## Records provided
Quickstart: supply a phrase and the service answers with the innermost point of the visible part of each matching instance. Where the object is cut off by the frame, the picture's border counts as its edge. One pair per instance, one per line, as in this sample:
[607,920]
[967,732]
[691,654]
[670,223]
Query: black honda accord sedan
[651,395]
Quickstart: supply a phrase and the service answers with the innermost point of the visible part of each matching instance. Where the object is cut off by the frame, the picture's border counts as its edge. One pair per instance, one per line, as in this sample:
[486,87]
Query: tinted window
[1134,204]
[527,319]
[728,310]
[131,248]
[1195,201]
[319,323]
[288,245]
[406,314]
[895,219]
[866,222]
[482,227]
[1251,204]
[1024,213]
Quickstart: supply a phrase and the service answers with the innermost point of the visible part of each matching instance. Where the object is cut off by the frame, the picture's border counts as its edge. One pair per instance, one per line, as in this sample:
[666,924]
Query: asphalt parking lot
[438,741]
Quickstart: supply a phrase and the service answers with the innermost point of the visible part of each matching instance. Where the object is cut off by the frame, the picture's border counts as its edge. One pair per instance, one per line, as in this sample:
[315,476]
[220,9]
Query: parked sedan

## Work instructions
Each line from the one holding "Query: tinted window" through the last line of the data is to be transcribed exactly, with nothing else added.

## Response
Query: tinted window
[1134,204]
[527,319]
[728,310]
[131,248]
[1195,201]
[319,323]
[288,245]
[406,314]
[895,219]
[866,222]
[482,227]
[1251,204]
[1024,213]
Quickstart: supply a phrase and the service answers with the innermost point of the visible part of each matching instance. Where the object is cut off by the frame, the picture's border counts as its edge. One pair per instance, one per line, as in this sample:
[666,924]
Query: asphalt parking lot
[438,741]
Quickstart: supply a phrase and the service answers with the innermost point of the visible part of each matching instance. Where the object is cut off by the frame, the picture's border counts as its edge. One pair per instance, one per line, as in this sample:
[315,476]
[220,9]
Query: parked sedan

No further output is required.